▶ **REQUIRED ACTIONS**
**1.** In the interview about favorite technology, what device was the first piece of technology the interviewee got really excited about?
**2.** Extend the interview on favorite gadgets and software by writing what comes after its final line.

▶ **SELECTED EXTRACT**
⁂
Location: Washington DC, Paris and Geneva

Experience: Over 15 years


What is your favourite personal gadget?
Currently it is my Apple Watch. It has a lot of drawbacks such as the slow application starts, but it has proven incredibly useful in many situations. One of the most useful applications is using voice recognition to dictate reminders to the watch. Clearly this technology is in its infancy, but it will be very interesting to watch as it develops.

Do you have a favourite piece of personal software?
As an amateur drone pilot, I produce a lot of footage using my DJI Phantom 2 that carries a GoPro Hero 3 camera. I end up producing a lot of raw video and editing it was proving to be a real challenge. After trying many different tools I ended up using Final Cut Pro. I really like the way the workflow is setup and it makes me very productive.

What was the first piece of technology you got really excited about?
I would definitely have to say the Casio FX-700P, a programmable calculator that I got when I was seven years old. I was amazed that I could fit a programmable computer in my pocket. I learned how to write software on this device and I still think it was advanced for its time.

What device improves your life most at work?
My main workhorse is a MacBook Pro 13”. I do everything with it and when combined with my phone’s WiFi tethering, it’s fantastic that I can do advanced server-side Java programming from literally anywhere where I can get a GSM connection. I can be in the Swiss Alps at a ski resort and administer a cluster of Amazon AWS services or write native mobile applications all while reaching my colleagues on Skype, Google Hangout or Slack in real-time.  

What software keeps you most productive at work?
I use JetBrains Intellij IDEA. This tool is great because it goes out of its way to make code writing and maintenance as productive as possible. The main drawback is that it is a resource hog, and can really tax your computer’s CPU and memory. However, what it offers more than compensates for that.

Is there any technology that has become extinct that you would like to resurrect?
⁂
▶ **SUPPLIED MATERIAL**
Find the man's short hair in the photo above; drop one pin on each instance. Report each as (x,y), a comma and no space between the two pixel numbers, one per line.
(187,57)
⁂
▶ **RESPONSES BY TASK**
**1.** The Casio FX-700P, a programmable calculator.

**2.**
Back when MS-DOS was the dominant “operating system”, a few other companies were also trying to propose new operating systems for the PC platform. I was really impressed with GeoWorks Ensemble. It featured a multi-tasking graphical environment that was much more powerful than what Windows offered at the time, offering full vectorial font support (a rarity at the time), and was also much faster than Windows on equivalent hardware.

Is there any technology you would personally recommend that you don’t think enough people know about? (Hardware or software, work or personal.)
Recently, when working on Apache Unomi, I was looking for a good runtime platform and came across Apache Karaf. For me it is a “hidden gem” as it’s extremely powerful but also a very customisable platform. It is at its core a Java OSGi runtime but what it really focuses on is making it very easy and quick to build dynamic and extremely modular software.

Do you think anything about your personal use of tech would surprise your colleagues?
I’m very excited about 2016 as it has been dubbed the “year of virtual reality”. I will probably buy one or more of the headsets that will be released this year, and will look at how they can apply to our industry but also how they may integrate with my personal life. I personally have a preference for augmented reality technologies, but some really neat virtual reality hardware is coming out this year which I will definitely look into. Bridging virtual reality with content technologies might seem at odds, but it actually isn’t, it’s all about how you communicate and interact with content, and with other users. It’s just another interface that will or won’t stand the test of time.